§ Page text
* * *

Oliver Sacks, Gratitude (New York: Knopf, 2016), 45pp.
The four "chapters" that comprise this tiny book originated as essays in the New York Times that Oliver Sacks (1933-2015) wrote in the last two years of his life. Sacks, who died in August of 2015 from cancer, spent the better part of fifty years as a neurologist and best-selling author of books that were based on the clinical histories of his patients. He was famous for his unusual degree of empathy, not to mention scientific curiosity, for his patients and how they had been "mistreated or marginalized" because of their diseases. And so, he told their stories. See, for example, our JwJ reviews of The Mind's Eye, Musicophila, and his memoir On the Move that was completed just before he died.
"Mercury" was published in July of 2013 on the occasion of his eightieth birthday, and eighteen months before he learned that his rare form of eye cancer had metastasized. One month after learning that he had multiple metastases in the liver, and that he was suddenly "face to face with dying," he wrote "My Own Life." "I feel a sudden clear focus and perspective. There is no time for anything inessential." About three months before he died, in the summer of 2015 while he was still in fairly good health, he wrote "My Periodic Table." The last essay, "Sabbath," appeared just two weeks before he died. There he reflects on his ambivalent feelings about his Jewish heritage, and about "what is meant by living a good and worthwhile life."
What we have here is a gifted writer who lived a colorful life reflecting on the pleasures and pains of old age, the perspective of time, the many gifts of life, and the specter of death that he faced with candor and grace. " I cannot pretend I am without fear. But my predominant feeling is one of gratitude. I have loved and been loved. I have been given much and I have given something in return. Above all, I have been a sentient being, a thinking animal, on this beautiful planet, and that in itself has been an enormous privilege and adventure."

* * *

Stored data
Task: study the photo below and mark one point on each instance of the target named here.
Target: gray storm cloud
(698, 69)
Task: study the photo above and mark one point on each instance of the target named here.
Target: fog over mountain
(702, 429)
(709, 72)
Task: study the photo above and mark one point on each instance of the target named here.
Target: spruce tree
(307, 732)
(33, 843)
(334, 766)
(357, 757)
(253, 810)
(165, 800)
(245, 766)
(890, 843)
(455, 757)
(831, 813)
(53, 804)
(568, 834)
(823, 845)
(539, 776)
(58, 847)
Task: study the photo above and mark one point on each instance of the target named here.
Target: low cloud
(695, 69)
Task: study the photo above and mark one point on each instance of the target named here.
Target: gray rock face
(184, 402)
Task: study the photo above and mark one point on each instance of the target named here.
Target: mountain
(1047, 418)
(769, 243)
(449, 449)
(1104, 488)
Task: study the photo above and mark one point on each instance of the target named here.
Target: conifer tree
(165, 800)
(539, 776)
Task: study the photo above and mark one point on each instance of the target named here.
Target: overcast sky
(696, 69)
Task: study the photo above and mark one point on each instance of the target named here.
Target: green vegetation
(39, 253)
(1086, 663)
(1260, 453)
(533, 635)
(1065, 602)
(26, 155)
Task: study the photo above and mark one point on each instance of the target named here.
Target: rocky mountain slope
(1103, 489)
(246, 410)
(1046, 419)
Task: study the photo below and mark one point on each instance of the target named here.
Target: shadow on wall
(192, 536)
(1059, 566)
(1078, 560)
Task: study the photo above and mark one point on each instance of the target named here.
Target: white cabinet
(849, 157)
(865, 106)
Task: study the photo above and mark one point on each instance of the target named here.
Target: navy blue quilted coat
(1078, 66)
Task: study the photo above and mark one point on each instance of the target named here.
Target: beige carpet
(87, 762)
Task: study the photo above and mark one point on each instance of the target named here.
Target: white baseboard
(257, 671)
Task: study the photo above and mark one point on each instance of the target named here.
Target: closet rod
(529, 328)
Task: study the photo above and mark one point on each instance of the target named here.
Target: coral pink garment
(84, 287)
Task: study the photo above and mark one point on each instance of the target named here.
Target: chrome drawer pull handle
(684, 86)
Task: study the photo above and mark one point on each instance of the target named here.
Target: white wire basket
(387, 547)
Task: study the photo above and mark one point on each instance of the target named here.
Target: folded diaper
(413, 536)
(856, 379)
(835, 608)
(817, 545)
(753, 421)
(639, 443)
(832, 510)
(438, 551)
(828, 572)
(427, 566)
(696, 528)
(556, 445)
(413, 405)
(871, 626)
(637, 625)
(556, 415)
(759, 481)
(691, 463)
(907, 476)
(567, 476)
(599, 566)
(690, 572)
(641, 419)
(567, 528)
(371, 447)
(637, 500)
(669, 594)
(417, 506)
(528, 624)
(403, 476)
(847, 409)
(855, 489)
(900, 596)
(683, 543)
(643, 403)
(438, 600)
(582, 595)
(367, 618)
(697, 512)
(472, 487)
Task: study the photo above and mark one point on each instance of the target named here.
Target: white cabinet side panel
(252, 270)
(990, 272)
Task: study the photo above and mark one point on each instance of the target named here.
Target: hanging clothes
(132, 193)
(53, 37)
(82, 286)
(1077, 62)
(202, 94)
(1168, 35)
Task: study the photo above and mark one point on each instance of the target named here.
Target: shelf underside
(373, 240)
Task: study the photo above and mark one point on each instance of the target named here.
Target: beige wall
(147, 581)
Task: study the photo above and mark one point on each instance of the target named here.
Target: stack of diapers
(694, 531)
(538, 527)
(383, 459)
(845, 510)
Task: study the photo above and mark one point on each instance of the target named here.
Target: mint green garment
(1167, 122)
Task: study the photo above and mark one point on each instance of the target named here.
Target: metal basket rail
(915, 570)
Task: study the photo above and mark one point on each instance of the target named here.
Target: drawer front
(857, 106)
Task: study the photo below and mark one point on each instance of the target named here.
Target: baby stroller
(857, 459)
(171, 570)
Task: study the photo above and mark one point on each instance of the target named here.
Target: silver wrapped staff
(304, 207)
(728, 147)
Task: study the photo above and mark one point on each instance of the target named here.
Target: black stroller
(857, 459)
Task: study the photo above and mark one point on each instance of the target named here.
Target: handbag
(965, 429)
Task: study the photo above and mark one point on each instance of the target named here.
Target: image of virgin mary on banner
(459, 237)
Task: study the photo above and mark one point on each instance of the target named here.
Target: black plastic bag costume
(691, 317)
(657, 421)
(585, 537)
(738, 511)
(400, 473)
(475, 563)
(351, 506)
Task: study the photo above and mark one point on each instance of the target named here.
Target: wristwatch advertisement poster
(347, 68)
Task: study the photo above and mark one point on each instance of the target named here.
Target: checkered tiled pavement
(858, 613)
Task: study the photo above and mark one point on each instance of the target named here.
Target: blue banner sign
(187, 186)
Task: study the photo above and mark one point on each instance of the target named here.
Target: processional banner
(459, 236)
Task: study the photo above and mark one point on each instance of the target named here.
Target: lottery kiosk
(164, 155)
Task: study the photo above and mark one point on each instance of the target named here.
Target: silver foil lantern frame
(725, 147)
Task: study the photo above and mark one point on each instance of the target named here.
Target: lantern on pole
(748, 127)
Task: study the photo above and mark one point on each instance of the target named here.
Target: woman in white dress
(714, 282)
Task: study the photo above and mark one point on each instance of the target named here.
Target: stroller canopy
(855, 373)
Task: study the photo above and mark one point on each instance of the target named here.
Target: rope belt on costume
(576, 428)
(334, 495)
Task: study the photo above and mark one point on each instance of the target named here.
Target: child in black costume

* * *

§ Questions
• A. From the review of Gratitude, output the passage from "Oliver Sacks, Gratitude" up to and including "just before he died.".
• B. According to the review of Gratitude, why did Oliver Sacks tell his patients' stories? Answer in one to three sentences.
This data was taken from a different source than the review.

§ Solution list
• A.
Oliver Sacks, Gratitude (New York: Knopf, 2016), 45pp.
The four "chapters" that comprise this tiny book originated as essays in the New York Times that Oliver Sacks (1933-2015) wrote in the last two years of his life. Sacks, who died in August of 2015 from cancer, spent the better part of fifty years as a neurologist and best-selling author of books that were based on the clinical histories of his patients. He was famous for his unusual degree of empathy, not to mention scientific curiosity, for his patients and how they had been "mistreated or marginalized" because of their diseases. And so, he told their stories. See, for example, our JwJ reviews of The Mind's Eye, Musicophila, and his memoir On the Move that was completed just before he died.

• B. He was known for his unusual empathy and scientific curiosity toward his patients and for caring how they had been "mistreated or marginalized" because of their diseases. The review says that this is why he told their stories.